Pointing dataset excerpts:
+++

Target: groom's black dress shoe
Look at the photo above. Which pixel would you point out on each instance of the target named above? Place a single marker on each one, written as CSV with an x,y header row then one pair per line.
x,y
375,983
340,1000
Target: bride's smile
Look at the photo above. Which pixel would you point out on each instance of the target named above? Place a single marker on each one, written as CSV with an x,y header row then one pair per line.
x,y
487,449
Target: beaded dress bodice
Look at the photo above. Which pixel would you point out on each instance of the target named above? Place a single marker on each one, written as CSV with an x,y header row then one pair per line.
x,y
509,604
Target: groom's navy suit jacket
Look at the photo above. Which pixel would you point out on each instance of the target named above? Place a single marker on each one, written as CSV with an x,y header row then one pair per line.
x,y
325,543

+++

Update the data above so that every "marker" becomes "dot", and leave the rest as it is.

◆ **SOLUTION TO THE EXERCISE**
Target: groom's black dress shoe
Look at the photo above. Which pixel would you point out on each instance of the target named above? Place a single dot on each one, written as CSV with an x,y header row then one pair per line.
x,y
375,983
340,1000
Target: bride's smile
Look at the photo above. Which pixel would you point out on each instance of the target named above? Place a single dot on each one, written as CSV with an x,y header row then one pair per line.
x,y
487,449
Target: beaded dress bodice
Look at the photo above. Which pixel would you point out on each instance of the target named above? Place a single dot on each one, written as CSV with an x,y header row then one pair per line.
x,y
509,604
Target: groom's navy suit jacket
Look at the photo above. Which pixel would you point out on each instance of the target named above? Place a single dot on each one, written as CSV with an x,y header row then one pair per line.
x,y
325,543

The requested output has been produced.